» Estratto del documento
--------------------------------
Una donna elegante, un cappotto costoso, un cappello di quelli con la tesa larga e una valigetta. Lo sguardo della telecamera indugia su questi dettagli, mentre questa figura femminile con passo deciso sale le scale di un edificio ed entra in una grande sala, piena di gente. Cammina, si fa largo zigzagando fra la folla. Sappiamo, o meglio, crediamo che la valigetta contenga qualcosa di importante. Ad un tratto, la signora si scontra con un uomo e la telecamera compie una brusca inversione, abbandonando lei e la sua valigia dei misteri per inseguire il nuovo protagonista della sua fame di sguardi. Lui indossa un impermeabile, un cappello e impugna uno smartphone. Lui è Aiden Pearce, e sta per rapinare una banca.
Il nostro eroe è nella lobby, intento ad osservare il luogo. La sua è un’osservazione filtrata dallo schermo del proprio cellulare, evidentemente in grado di individuare qualunque apparato elettronico presente nella sala. Ci sono telecamere e vari sistemi di sicurezza, che Aiden e una sua misteriosa guida sembrano intenti ad ignorare per portare a termine il colpo. Qualcosa, però, va storto e le guardie vengono messe in allerta. Sanno che c’è un nemico nella sala, ma non sanno chi sia. È questione di minuti, forse di secondi prima che Aiden venga scoperto, e lui lo sa, iniziando una rocambolesca fuga verso l’uscita. L’uomo fugge, ma la sua identità no. Ed è qui che inizia l’incubo di Aiden Pearce. Il suo nome finisce nelle mani di qualcuno di molto pericoloso, che intende punirlo per l’affronto assumendo un sicario, un certo Maurice. 
Qualche settimana dopo, Aiden sta viaggiando indisturbato nella sua auto. Lo affianca un uomo che spara alle sue gomme. L’auto sbanda, si schianta contro le pareti di un tunnel e si rovescia. L’incidente è terribile e Aiden non ne esce indenne. Il sicario non ha compiuto la missione di assassinare l’uomo, ma ha fatto di peggio: ha ucciso Lena, la nipotina di Aiden che viaggiava sul sedile posteriore.
Una storia di vendetta
Undici mesi dopo Aiden è un uomo a pezzi, ma assetato di vendetta. Trova Maurice in uno stadio di baseball e lo pesta a sangue, fino a fargli confessare qualche informazione sui mandanti dell’attentato, ricavando poche ma utili informazioni. Ne segue una fuga, architettata in maniera rocambolesca da Jordi Chin, cinico e folle collega asiatico di Aiden, uno dei personaggi ricorrenti di questa avventura che decide di mascherare l’accaduto trasformandolo in uno scontro fra gang. E, naturalmente, chiamando la polizia.
--------------------------------
» Elenco estratto
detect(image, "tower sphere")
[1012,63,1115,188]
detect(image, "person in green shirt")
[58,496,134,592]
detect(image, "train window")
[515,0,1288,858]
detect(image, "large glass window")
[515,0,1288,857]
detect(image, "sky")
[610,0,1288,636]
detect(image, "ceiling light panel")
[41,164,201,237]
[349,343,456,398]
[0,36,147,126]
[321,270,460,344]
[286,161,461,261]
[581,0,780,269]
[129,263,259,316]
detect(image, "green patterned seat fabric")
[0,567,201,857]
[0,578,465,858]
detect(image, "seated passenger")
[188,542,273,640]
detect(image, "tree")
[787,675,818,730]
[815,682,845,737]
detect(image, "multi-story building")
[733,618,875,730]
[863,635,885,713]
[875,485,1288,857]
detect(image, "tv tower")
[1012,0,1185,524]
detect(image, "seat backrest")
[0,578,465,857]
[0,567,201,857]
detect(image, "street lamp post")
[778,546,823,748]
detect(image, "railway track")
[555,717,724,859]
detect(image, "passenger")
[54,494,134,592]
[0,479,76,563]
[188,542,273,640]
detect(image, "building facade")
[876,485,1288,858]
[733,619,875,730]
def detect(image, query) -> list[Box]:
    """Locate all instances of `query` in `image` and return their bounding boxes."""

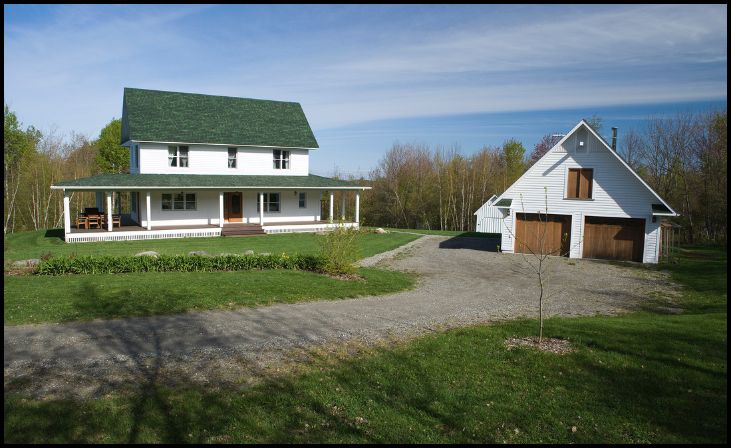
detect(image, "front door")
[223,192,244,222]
--------------------------------
Ricopia parola per parola il testo su Aiden Pearce, da "Una donna elegante, un" a "rapinare una banca.". L'elenco qui sopra non ha alcun ruolo in questo lavoro.

» Soluzione
Una donna elegante, un cappotto costoso, un cappello di quelli con la tesa larga e una valigetta. Lo sguardo della telecamera indugia su questi dettagli, mentre questa figura femminile con passo deciso sale le scale di un edificio ed entra in una grande sala, piena di gente. Cammina, si fa largo zigzagando fra la folla. Sappiamo, o meglio, crediamo che la valigetta contenga qualcosa di importante. Ad un tratto, la signora si scontra con un uomo e la telecamera compie una brusca inversione, abbandonando lei e la sua valigia dei misteri per inseguire il nuovo protagonista della sua fame di sguardi. Lui indossa un impermeabile, un cappello e impugna uno smartphone. Lui è Aiden Pearce, e sta per rapinare una banca.